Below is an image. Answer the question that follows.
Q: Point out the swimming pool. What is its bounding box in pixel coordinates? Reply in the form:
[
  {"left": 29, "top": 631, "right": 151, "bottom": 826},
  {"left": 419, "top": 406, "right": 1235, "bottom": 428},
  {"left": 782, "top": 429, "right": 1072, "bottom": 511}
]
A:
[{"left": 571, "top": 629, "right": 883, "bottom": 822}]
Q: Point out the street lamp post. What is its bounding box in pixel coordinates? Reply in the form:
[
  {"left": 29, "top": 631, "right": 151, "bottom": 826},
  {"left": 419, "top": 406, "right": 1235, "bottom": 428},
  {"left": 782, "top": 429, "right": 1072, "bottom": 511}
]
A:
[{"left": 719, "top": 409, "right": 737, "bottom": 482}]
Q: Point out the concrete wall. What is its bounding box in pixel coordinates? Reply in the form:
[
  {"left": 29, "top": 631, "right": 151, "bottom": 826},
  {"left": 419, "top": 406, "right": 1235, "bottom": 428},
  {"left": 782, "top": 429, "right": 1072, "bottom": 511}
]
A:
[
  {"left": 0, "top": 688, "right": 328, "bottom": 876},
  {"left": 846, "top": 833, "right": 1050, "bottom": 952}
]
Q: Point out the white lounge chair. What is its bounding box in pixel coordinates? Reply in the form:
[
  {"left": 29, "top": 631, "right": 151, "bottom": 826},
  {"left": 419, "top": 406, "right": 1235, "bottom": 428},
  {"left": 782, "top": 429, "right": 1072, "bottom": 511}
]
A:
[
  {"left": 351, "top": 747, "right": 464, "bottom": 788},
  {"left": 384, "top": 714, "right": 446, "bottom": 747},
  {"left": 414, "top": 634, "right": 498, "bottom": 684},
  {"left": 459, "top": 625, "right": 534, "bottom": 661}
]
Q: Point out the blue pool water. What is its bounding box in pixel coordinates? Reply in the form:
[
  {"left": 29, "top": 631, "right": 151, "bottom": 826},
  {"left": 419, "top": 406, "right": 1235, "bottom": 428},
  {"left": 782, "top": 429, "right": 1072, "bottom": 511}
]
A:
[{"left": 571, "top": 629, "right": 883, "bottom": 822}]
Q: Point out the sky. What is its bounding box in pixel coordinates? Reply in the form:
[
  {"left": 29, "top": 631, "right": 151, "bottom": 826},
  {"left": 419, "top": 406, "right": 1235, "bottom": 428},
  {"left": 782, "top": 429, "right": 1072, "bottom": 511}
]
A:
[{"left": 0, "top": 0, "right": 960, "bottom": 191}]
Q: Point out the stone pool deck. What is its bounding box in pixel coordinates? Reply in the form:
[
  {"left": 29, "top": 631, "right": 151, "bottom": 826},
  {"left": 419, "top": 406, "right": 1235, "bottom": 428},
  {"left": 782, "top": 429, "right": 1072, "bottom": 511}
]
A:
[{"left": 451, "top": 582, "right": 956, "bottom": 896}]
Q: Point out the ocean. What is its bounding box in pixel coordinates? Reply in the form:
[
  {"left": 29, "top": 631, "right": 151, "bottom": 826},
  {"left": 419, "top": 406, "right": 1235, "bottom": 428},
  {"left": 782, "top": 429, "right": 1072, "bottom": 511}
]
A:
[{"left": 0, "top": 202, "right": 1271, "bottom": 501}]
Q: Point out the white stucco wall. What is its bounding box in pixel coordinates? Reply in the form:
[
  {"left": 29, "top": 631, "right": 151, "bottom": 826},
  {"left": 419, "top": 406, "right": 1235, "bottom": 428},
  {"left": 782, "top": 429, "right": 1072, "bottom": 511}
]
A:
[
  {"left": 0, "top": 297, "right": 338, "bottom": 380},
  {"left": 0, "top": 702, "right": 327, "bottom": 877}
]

════

BRIEF — Transcribe all of the entries above, character for character, without leaving any out.

ANSWER —
Below is an image. Answer the question that follows.
Q: Point out the swimming pool. What is its bounding box in pixel coordinates? Reply in the form:
[
  {"left": 29, "top": 631, "right": 151, "bottom": 826},
  {"left": 419, "top": 406, "right": 1235, "bottom": 428},
  {"left": 782, "top": 429, "right": 1072, "bottom": 511}
]
A:
[{"left": 571, "top": 629, "right": 883, "bottom": 822}]
Q: Point out the street lamp post. What is its bounding box in pixel coordinates? Reply in the form:
[
  {"left": 29, "top": 631, "right": 151, "bottom": 826},
  {"left": 419, "top": 406, "right": 1235, "bottom": 428},
  {"left": 782, "top": 429, "right": 1072, "bottom": 511}
]
A:
[{"left": 719, "top": 409, "right": 737, "bottom": 482}]
Q: Point out the concrete wall. What is its bounding box in pixel coordinates? Reply in the form:
[
  {"left": 29, "top": 631, "right": 151, "bottom": 826},
  {"left": 419, "top": 406, "right": 1235, "bottom": 428},
  {"left": 782, "top": 429, "right": 1072, "bottom": 511}
]
A:
[
  {"left": 0, "top": 688, "right": 328, "bottom": 876},
  {"left": 846, "top": 833, "right": 1050, "bottom": 952}
]
Q: Point out the white lounge chair. What is its bounding box in pixel coordinates? Reply in the form:
[
  {"left": 29, "top": 631, "right": 151, "bottom": 826},
  {"left": 419, "top": 406, "right": 1235, "bottom": 428},
  {"left": 782, "top": 429, "right": 1072, "bottom": 511}
]
A:
[
  {"left": 351, "top": 747, "right": 464, "bottom": 788},
  {"left": 384, "top": 714, "right": 446, "bottom": 747},
  {"left": 414, "top": 634, "right": 498, "bottom": 684},
  {"left": 459, "top": 625, "right": 534, "bottom": 661}
]
Q: Point out the blue pool water. What is its bounding box in pixel coordinates? Reply in the form:
[
  {"left": 29, "top": 631, "right": 151, "bottom": 826},
  {"left": 419, "top": 406, "right": 1235, "bottom": 428},
  {"left": 782, "top": 429, "right": 1072, "bottom": 511}
]
A:
[{"left": 571, "top": 629, "right": 883, "bottom": 822}]
Q: Point out the sky. What is its bounding box in pixel coordinates? Reply in the form:
[
  {"left": 29, "top": 631, "right": 151, "bottom": 826},
  {"left": 419, "top": 406, "right": 1235, "bottom": 428},
  {"left": 782, "top": 429, "right": 1072, "bottom": 511}
]
A:
[{"left": 0, "top": 0, "right": 960, "bottom": 191}]
Q: Point out the stone pool deck. What is its bounding box in pixel coordinates? Reply in the form:
[
  {"left": 29, "top": 631, "right": 151, "bottom": 826},
  {"left": 419, "top": 406, "right": 1235, "bottom": 428},
  {"left": 782, "top": 429, "right": 1072, "bottom": 511}
]
A:
[{"left": 451, "top": 582, "right": 956, "bottom": 896}]
Q: Point out the ocean. What is its bounding box in pixel coordinates? Reply in the form:
[
  {"left": 29, "top": 631, "right": 151, "bottom": 826},
  {"left": 419, "top": 406, "right": 1235, "bottom": 428},
  {"left": 782, "top": 429, "right": 1072, "bottom": 511}
]
A:
[{"left": 0, "top": 202, "right": 1271, "bottom": 501}]
Q: Point out the white stucco wall. What is its bounding box in pixel coordinates? Reply in the form:
[
  {"left": 29, "top": 631, "right": 151, "bottom": 826},
  {"left": 419, "top": 406, "right": 1235, "bottom": 428},
  {"left": 782, "top": 429, "right": 1072, "bottom": 511}
]
A:
[
  {"left": 0, "top": 297, "right": 338, "bottom": 380},
  {"left": 0, "top": 702, "right": 327, "bottom": 877}
]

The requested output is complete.